Challenge → Can you rewrite the entries below with every "this photo" changed to "this image" and all else left as it is? Omit the pictures from your answer.

Excerpts of location labeling data:
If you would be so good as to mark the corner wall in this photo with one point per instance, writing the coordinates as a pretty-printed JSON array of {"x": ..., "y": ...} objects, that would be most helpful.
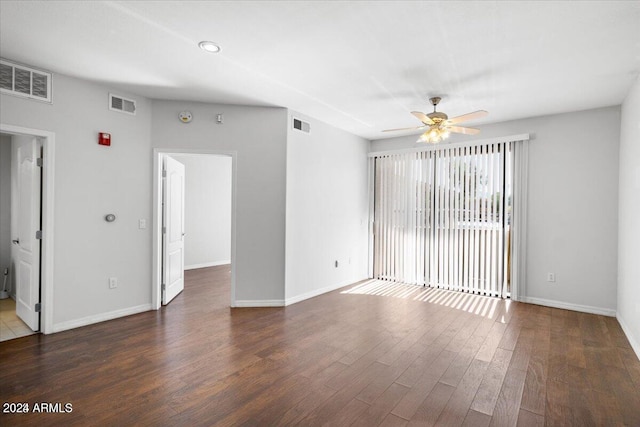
[
  {"x": 259, "y": 136},
  {"x": 327, "y": 209},
  {"x": 90, "y": 182},
  {"x": 629, "y": 219},
  {"x": 572, "y": 208},
  {"x": 5, "y": 206}
]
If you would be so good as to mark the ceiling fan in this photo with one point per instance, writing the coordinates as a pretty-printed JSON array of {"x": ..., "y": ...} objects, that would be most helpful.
[{"x": 439, "y": 125}]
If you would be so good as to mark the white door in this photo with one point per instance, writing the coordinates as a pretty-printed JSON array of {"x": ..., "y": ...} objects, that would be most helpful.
[
  {"x": 26, "y": 246},
  {"x": 173, "y": 229}
]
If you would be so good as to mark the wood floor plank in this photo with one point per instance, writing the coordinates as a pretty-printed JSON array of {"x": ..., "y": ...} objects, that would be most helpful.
[
  {"x": 411, "y": 401},
  {"x": 487, "y": 395},
  {"x": 529, "y": 419},
  {"x": 507, "y": 407},
  {"x": 460, "y": 402},
  {"x": 395, "y": 356},
  {"x": 429, "y": 411},
  {"x": 393, "y": 421},
  {"x": 476, "y": 419},
  {"x": 382, "y": 406}
]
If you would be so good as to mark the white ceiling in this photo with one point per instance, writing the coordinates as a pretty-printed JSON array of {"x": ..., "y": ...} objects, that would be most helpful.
[{"x": 360, "y": 66}]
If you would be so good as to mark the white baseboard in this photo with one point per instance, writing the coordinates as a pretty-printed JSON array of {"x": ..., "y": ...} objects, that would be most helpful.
[
  {"x": 634, "y": 344},
  {"x": 320, "y": 291},
  {"x": 89, "y": 320},
  {"x": 207, "y": 264},
  {"x": 569, "y": 306},
  {"x": 260, "y": 303}
]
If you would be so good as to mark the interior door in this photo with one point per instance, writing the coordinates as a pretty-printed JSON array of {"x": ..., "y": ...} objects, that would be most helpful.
[
  {"x": 173, "y": 229},
  {"x": 26, "y": 244}
]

Exercise output →
If you would be so good as to mark the corner wall in this image with one point per instance, writing the coordinates as a pretty-printed JSON array of {"x": ..., "y": ...} objects, that would be most helpful.
[
  {"x": 259, "y": 136},
  {"x": 327, "y": 209},
  {"x": 90, "y": 182},
  {"x": 629, "y": 219},
  {"x": 572, "y": 208},
  {"x": 5, "y": 206}
]
If you would be so good as to mark the ceiling fan in this image with one point per instance, writing the coordinates as a pretty-printed JSON array of {"x": ..., "y": ...} objects, that would be most helpful.
[{"x": 439, "y": 125}]
If you would be so good as to mark the white door in this image with one point per instance, writing the coordinates as a pretty-printed JSON array of {"x": ..., "y": ...} objects, that would be most helpful.
[
  {"x": 26, "y": 246},
  {"x": 173, "y": 229}
]
If you would be so good as to mark the wood floor plank in this image with one point per instance, writing the coordinates as a pretty-printed JSON array of {"x": ..., "y": ...} objects, that would be most helpful.
[
  {"x": 411, "y": 401},
  {"x": 487, "y": 395},
  {"x": 529, "y": 419},
  {"x": 507, "y": 407},
  {"x": 460, "y": 402},
  {"x": 395, "y": 356},
  {"x": 429, "y": 411},
  {"x": 393, "y": 421},
  {"x": 476, "y": 419},
  {"x": 382, "y": 406}
]
If you would be so good as to mark the white ceiling in this image with one point per instance, writing the coordinates as a pretty-printed JSON array of {"x": ..., "y": ...} objects, that would be most helpful.
[{"x": 360, "y": 66}]
If you would be so good as to mark the white baseboard in this image with one point per instance, writing the coordinates as a pretty-printed JSON array of {"x": ..., "y": ...} objects, that would be most helpful.
[
  {"x": 634, "y": 344},
  {"x": 320, "y": 291},
  {"x": 89, "y": 320},
  {"x": 207, "y": 264},
  {"x": 569, "y": 306},
  {"x": 260, "y": 303}
]
If you would be so good as to mark the interior door in this image with one point per instance, writing the coordinates as a pretty-printed JSON array of {"x": ..., "y": ...} objects, that would be most helpful.
[
  {"x": 173, "y": 229},
  {"x": 26, "y": 244}
]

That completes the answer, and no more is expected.